Image location labeling entries:
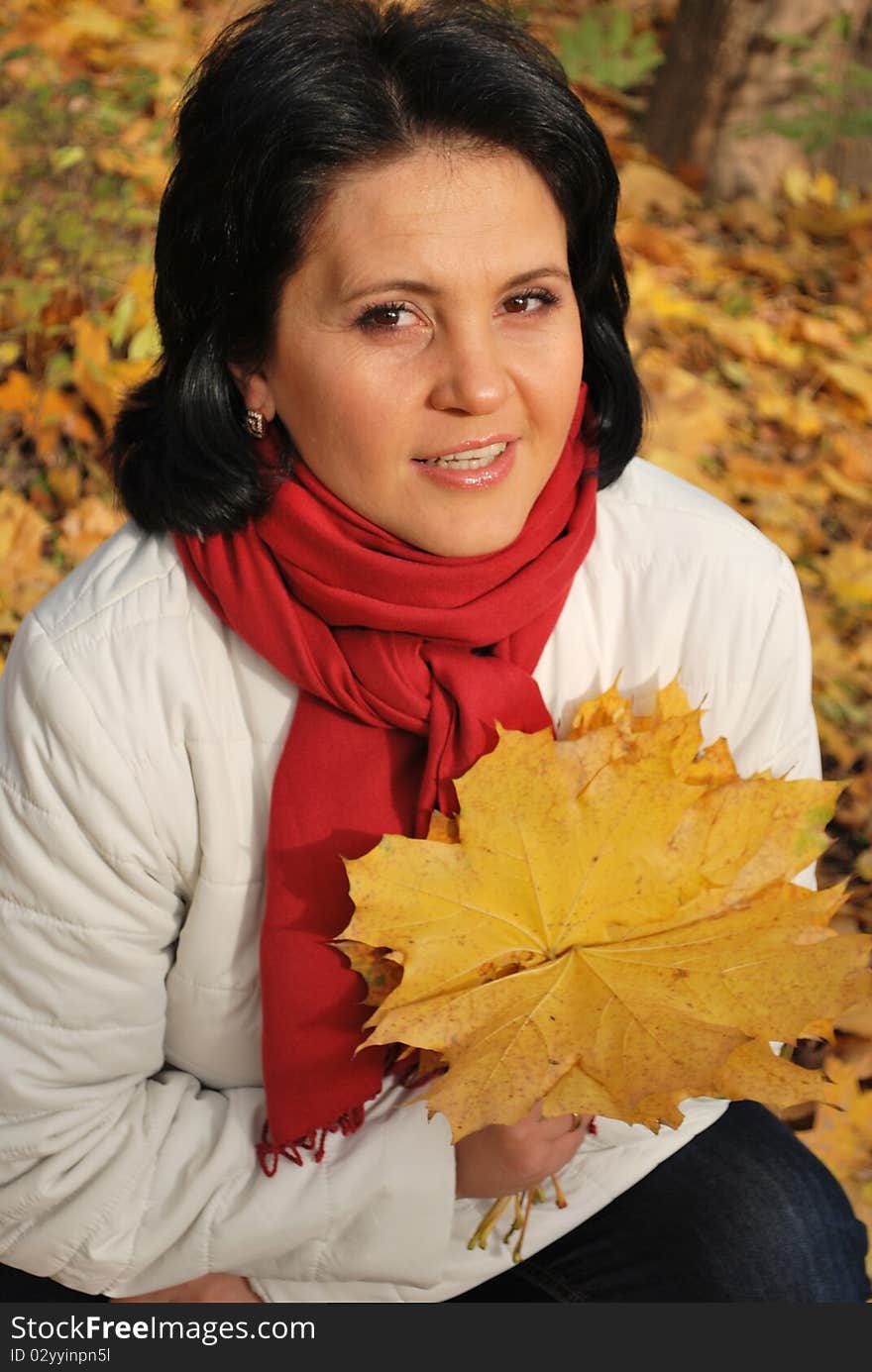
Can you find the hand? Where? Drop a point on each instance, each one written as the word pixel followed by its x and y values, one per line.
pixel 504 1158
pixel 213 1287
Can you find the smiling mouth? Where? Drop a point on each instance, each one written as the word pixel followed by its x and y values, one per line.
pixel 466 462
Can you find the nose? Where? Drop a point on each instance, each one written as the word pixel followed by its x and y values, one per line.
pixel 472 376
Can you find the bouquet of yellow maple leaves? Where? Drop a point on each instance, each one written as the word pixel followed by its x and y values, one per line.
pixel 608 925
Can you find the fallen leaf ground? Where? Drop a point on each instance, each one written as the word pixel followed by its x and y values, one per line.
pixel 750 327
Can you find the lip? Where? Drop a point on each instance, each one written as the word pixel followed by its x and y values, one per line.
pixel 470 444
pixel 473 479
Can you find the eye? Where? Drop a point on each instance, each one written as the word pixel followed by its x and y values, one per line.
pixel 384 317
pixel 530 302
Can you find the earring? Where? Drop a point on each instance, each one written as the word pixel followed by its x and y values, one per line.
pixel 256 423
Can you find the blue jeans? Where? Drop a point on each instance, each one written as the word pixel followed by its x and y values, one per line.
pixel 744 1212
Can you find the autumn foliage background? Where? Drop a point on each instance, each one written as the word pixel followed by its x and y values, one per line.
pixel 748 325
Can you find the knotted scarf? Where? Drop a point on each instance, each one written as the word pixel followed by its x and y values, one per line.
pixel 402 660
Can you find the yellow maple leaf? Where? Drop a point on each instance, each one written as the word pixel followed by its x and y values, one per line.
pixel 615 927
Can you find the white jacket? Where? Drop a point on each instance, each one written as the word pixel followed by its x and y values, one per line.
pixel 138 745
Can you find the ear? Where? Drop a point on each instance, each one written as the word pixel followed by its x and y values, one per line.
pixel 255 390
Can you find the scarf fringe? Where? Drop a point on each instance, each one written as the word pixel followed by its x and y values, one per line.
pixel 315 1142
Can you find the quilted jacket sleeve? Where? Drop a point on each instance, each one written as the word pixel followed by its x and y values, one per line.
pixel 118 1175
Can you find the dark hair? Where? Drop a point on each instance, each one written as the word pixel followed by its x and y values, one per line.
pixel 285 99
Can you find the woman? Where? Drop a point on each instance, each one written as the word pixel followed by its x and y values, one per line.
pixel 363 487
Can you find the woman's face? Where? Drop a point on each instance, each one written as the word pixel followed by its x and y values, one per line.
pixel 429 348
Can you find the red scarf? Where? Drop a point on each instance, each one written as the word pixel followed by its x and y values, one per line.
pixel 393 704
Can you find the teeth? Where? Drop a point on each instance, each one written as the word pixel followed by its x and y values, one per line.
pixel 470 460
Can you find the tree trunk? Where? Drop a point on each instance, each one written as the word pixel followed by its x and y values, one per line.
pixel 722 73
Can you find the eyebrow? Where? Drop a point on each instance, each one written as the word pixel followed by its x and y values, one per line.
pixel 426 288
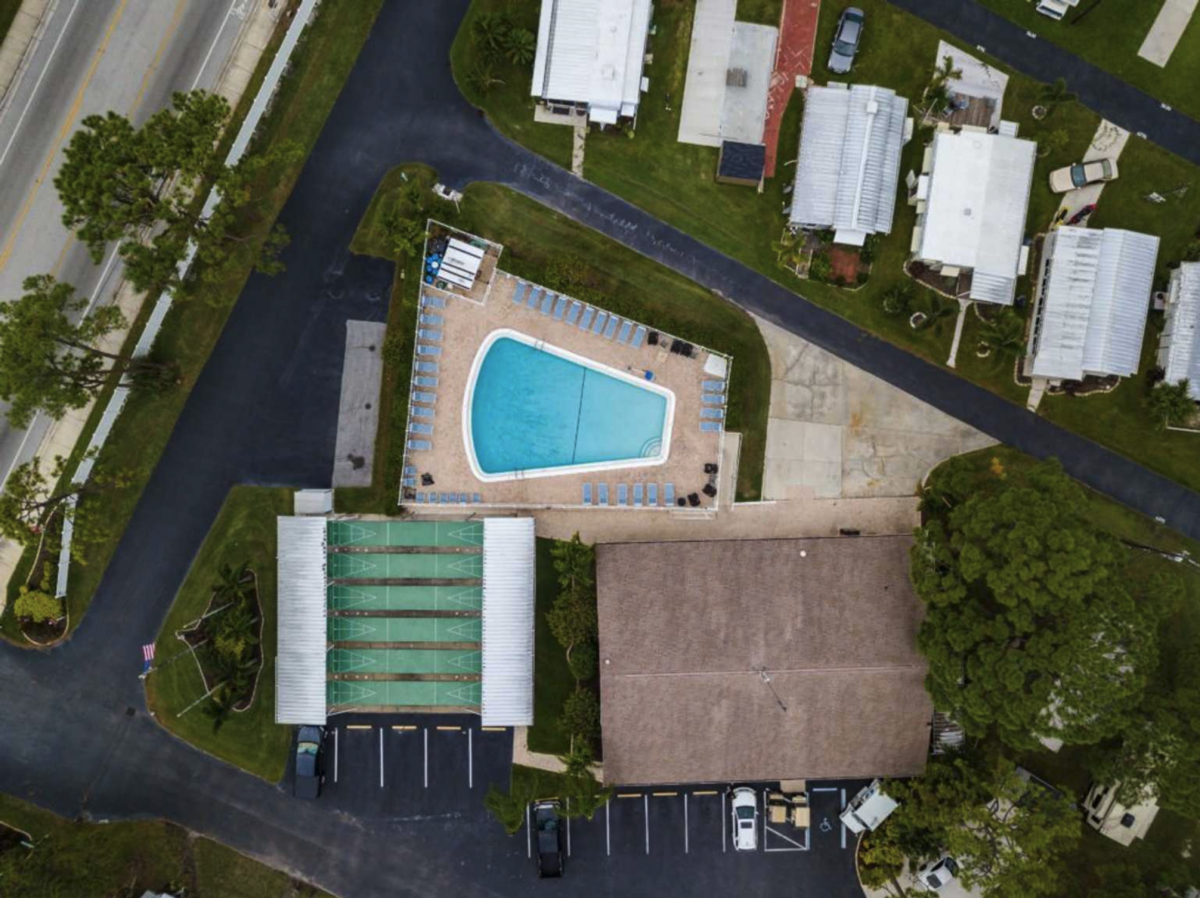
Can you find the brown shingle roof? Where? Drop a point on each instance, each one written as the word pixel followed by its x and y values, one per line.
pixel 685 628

▶ Aim: Every line above should be repeated exactly; pictures stay out of the copy.

▶ Answer to the problem:
Can you find the hand? Where? Drop a point on each instance, each one written as the word pixel followed by its x and y values, one per line.
pixel 504 1158
pixel 213 1287
Can you find the smiling mouth? Where? Drop a point on each instance, each one written as the word pixel followed by its x and y values, one per line.
pixel 466 462
Can you find the nose? Where? Drop a point on each instance, each one written as the word pixel followed by its x and y values, one per line.
pixel 472 376
Can you find the bouquet of yellow maple leaves? Where? Drop a point on each instance, each one written as the word pixel followed by its x and y values, one per line.
pixel 608 925
Can you find the fallen leaf ground? Where? Drop a point on each instance, each one written as the word pixel followed by its x and y values, one per line.
pixel 750 327
Can you find the lip? Where? Drop a point on each instance, each one written as the word pixel followed by its x and y values, one per line.
pixel 470 444
pixel 473 479
Can you find the eye? Where? Drop a point on each instance, each one written as the word pixel followed by its x and y values, one per line.
pixel 384 317
pixel 530 302
Can you find the earring? Where? Drop a point on each instance, each one written as the word pixel followed by its x and y values, one per line.
pixel 256 423
Can you find the blue jeans? Where? Drop a point on each instance, each one written as the word pixel followed by its x and y values, one per line.
pixel 744 1212
Can you find the autumn foliage background? Where? Drop a point on each instance, each one written as the word pixel followed by its x and y values, one per line.
pixel 748 325
Can you find the knotted scarf? Where? Drop a point on each instance, each one written as the word pixel followed by its x and y values, one per line.
pixel 402 660
Can you find the yellow maple leaf? Where? Drop a point on each instance, each one written as the word pixel followed by its x and y values, one per line.
pixel 615 927
Can you find the white jacket? Where? Drop a point on each instance, each one written as the word pixel followed by its x and y values, one per line.
pixel 138 745
Can you find the ear? Where? Drop a point on each instance, each one written as the word pixel followed by its x and y values, one per line.
pixel 255 390
Can you find the scarf fringe? Where? Drop a point on each instance, each one written as the word pixel followed by its x and y values, one per line.
pixel 315 1142
Can you find the quilted jacket sleeve? Where? Drop a point on each instance, each one written as the word pixel followed by its x and y values, one per line.
pixel 118 1175
Can you find the dark hair? Where? Drop a point on each instance, each one written as the word pixel followed by its x and y values, one per line.
pixel 285 99
Can you find the woman? Where? Drop a point on each instance, each one written as the word pixel followed by its x and y values, one per line.
pixel 363 487
Can you find the woman's face? Where? Drop a point on each instance, each one written as the word pixel followed by its x and y values, one per line.
pixel 429 348
Can you find the red scarf? Where? Drop a point on each instance, each one written as the word pixel followed by its x and y values, one per line.
pixel 393 704
Can you find the teeth? Where? Drop a point on each instance, each one written as the word pixel followed by its x and y values, one per line.
pixel 470 460
Can you find the tree trunk? Where? Drop a point on each instance, each one written as the word pixel followed by its x and y values, one per line.
pixel 722 73
Can you find the eyebrow? Where? Drop a point on each instance, each one written as the word pixel followed by its x and y values, one per line.
pixel 426 288
Can you find the brown shingle roof? Where? Drop a point on each instance, each one written as the word pixel followed by its x and y values, one per line.
pixel 685 628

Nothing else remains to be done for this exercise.